Direction >>
Repeat each entry word for word. Leave any images out of the copy.

Supplied data >>
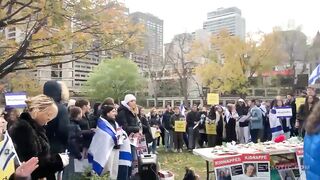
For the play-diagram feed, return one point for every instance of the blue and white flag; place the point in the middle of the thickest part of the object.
(100, 153)
(275, 124)
(125, 157)
(7, 157)
(314, 75)
(182, 110)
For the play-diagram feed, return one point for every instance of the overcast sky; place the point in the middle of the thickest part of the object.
(181, 16)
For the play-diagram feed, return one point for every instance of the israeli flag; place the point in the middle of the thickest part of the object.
(314, 75)
(182, 110)
(102, 145)
(7, 152)
(275, 124)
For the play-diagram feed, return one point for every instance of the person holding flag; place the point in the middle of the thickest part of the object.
(8, 155)
(110, 150)
(30, 140)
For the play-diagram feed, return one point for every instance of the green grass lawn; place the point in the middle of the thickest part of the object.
(176, 163)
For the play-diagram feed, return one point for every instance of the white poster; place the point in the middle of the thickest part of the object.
(300, 160)
(256, 166)
(16, 99)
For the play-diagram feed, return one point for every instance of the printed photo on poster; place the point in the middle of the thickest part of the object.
(250, 169)
(286, 165)
(256, 165)
(223, 174)
(302, 172)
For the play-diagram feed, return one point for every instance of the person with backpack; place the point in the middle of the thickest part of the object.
(256, 122)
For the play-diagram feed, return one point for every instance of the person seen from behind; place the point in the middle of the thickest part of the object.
(30, 140)
(312, 144)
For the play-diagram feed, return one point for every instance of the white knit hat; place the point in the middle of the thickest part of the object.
(129, 97)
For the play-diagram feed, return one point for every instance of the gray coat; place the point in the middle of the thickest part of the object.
(256, 120)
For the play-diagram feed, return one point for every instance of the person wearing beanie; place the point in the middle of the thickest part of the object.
(127, 116)
(57, 129)
(110, 141)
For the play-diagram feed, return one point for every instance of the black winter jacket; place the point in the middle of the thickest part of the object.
(75, 141)
(30, 140)
(146, 129)
(57, 129)
(166, 120)
(192, 117)
(127, 120)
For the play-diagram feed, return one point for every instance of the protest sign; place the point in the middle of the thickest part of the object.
(180, 126)
(211, 128)
(286, 166)
(256, 166)
(300, 160)
(142, 147)
(16, 99)
(82, 165)
(229, 168)
(212, 98)
(299, 102)
(7, 157)
(155, 132)
(284, 111)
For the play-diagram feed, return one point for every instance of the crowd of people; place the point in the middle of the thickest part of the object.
(57, 131)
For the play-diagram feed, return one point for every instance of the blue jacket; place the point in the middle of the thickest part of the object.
(312, 156)
(256, 120)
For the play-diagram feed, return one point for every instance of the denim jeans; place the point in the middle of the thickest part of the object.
(154, 146)
(168, 140)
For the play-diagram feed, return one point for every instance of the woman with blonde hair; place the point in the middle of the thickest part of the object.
(57, 129)
(312, 144)
(30, 139)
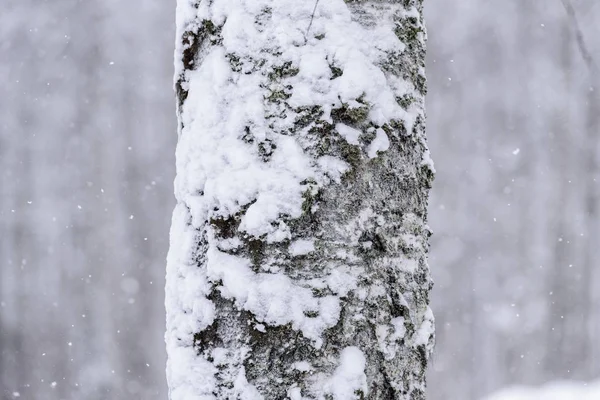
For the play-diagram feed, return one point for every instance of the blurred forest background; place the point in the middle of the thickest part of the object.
(87, 142)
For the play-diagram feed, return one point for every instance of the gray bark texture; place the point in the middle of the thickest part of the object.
(371, 223)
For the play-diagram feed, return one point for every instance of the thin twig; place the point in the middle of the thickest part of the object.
(311, 19)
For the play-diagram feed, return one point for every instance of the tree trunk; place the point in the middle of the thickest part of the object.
(297, 266)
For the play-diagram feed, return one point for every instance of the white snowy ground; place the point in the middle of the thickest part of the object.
(551, 391)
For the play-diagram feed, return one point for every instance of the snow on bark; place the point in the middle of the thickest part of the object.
(297, 266)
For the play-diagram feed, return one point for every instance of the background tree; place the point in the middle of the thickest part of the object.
(298, 266)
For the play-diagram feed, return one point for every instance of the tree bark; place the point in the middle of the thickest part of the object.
(297, 266)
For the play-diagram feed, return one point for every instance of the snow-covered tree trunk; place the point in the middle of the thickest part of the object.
(297, 266)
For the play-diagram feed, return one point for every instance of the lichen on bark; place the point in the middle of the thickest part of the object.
(336, 129)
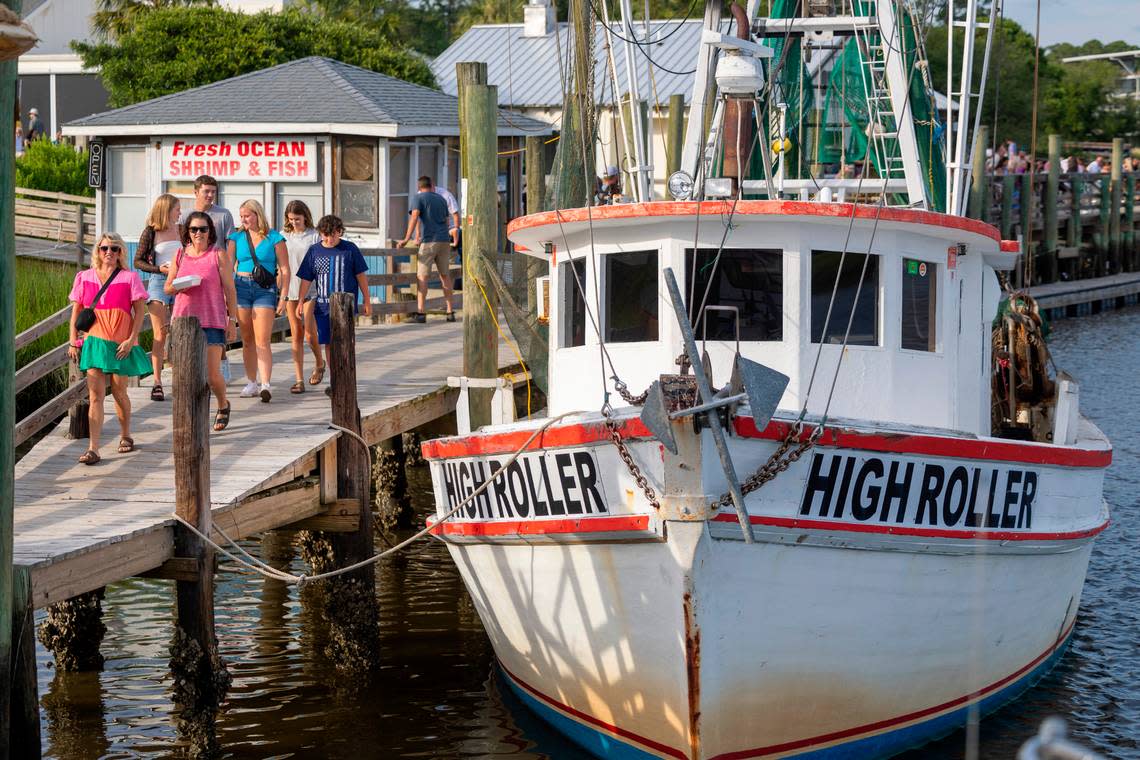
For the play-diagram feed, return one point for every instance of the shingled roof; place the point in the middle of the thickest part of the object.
(309, 96)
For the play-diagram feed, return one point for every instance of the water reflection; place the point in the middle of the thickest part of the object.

Exercise response >>
For the play-diagram feed, return one point for every instance of the blue and white flag; place the point in the middle of the thickest part of the object.
(100, 153)
(275, 124)
(125, 157)
(7, 157)
(314, 75)
(182, 110)
For the play-diagram feed, return one point for every instance of the overcast sky; place the point in the middle of the thickest part of the object.
(181, 16)
For the play-diagram feed, return one point for every instance of the israeli flag; place the point in the middle of the thickest part of the object.
(314, 75)
(182, 110)
(102, 145)
(7, 152)
(275, 124)
For the play-diagram feed, return one point for every instance of the person holding flag; place the point in the middle of the thickest part of the object.
(8, 155)
(110, 150)
(30, 140)
For the play-diagram feed, return one point for every instance of the green grass lawn; place the point in the middle of the thickest part of the object.
(176, 163)
For the play-diagram feed, return one point for every instance of the white poster; place the point in the middle of the thickest part of the object.
(300, 160)
(256, 166)
(16, 99)
For the play-diagram feed, return one point for every instance of the printed photo on poster; place the point in the middle of the thickest part of the object.
(250, 169)
(286, 165)
(256, 165)
(223, 174)
(302, 172)
For the play-diagram feed, return one point for every instance of the person with backpack; place the point in the middle of the thickest part of the object.
(256, 122)
For the play-diagram feed, return one point for every instance of the person seen from behind; place the point in the middle of the thickest part of the object.
(30, 140)
(312, 144)
For the play-diagram feed, return one point for every instance of the white knit hat; place the point in the middle of the thickest part of the object.
(129, 97)
For the play-diagram feed, return one point for every instance of the gray coat; place the point in the middle of the thickest part of the object.
(256, 120)
For the play-diagram feed, return one point for every instance of the person wearing beanie; place the point in the middle of the thickest part of the object.
(127, 116)
(57, 129)
(110, 141)
For the play-diagram feed, return one point for every instance of the black winter jacket; place the point in the middle of the thickest part of the object.
(75, 141)
(30, 140)
(146, 129)
(57, 129)
(166, 120)
(192, 117)
(127, 120)
For the play-diagram feed, return one point for every instance of the protest sign; place the point in the middle of the thickest part of the object.
(180, 126)
(211, 128)
(286, 166)
(256, 166)
(300, 160)
(142, 147)
(16, 99)
(82, 165)
(229, 168)
(212, 98)
(299, 102)
(7, 157)
(155, 132)
(284, 111)
For the play-diagram feed, return one point for every instance of the crowd of people; place the point in the middle of the thickest part of the object.
(57, 131)
For the play-diagram feed, return one point for every instance of the blue jacket; place the point in the middle of the thickest part of the object.
(312, 156)
(256, 120)
For the play-diagram feed, return one point for every instance of the denim jeans; place the point in the middle of the thickest part of the object.
(154, 146)
(168, 140)
For the play-diagram feed, return one point for every instance of the woman with blonde hair; place the point in the middle of the thickest part of the object.
(57, 129)
(312, 144)
(30, 139)
For the play-diagram feed, return one point for every instance of the blurred forest background; place the point in the middle of the thickest part of the object.
(87, 142)
For the play-diagram feed, return one point for every instance of the gray bark texture; place the point in the middle of the thickest part of the object.
(371, 223)
For the play-diagram feed, return one point for every instance of the thin twig; place the point in the middle of the thickest part of the object.
(311, 19)
For the play-diagram feed, return one point for every instance of the tree trunk; place the point in the middle of the thickest part of the object.
(297, 266)
For the play-diagram feed, return one point for every instance of the white snowy ground; place the point in the middle of the thickest part of the object.
(551, 391)
For the play-diagram feed, return one point for every instance of the snow on bark; place the point in the middle of the thickest part of the object.
(297, 266)
For the play-diagram feed, return one point for every instance of the background tree; place the point in the middle of the thickest part of the object.
(298, 266)
For the play-diagram feed, return one point for every instance of the tree bark; place the point in the middle of the thickest part of the object.
(297, 266)
For the play-diagram feed, return one point for every instance of the snow-covered tree trunk; place the point in the middle of the thickest part of the object.
(297, 266)
For the play-diagram feed, return one point for every instance of the lichen on bark; place the point in the middle of the thickest part of the object.
(336, 129)
For the play-diagram feed, return one point for every instance of the shingled roof; place the point in the middle of the thickest part of the object.
(309, 96)
For the play-diagram feed, return one point for every instance of the water reflection; place the point in the middle of the thickest part of the object.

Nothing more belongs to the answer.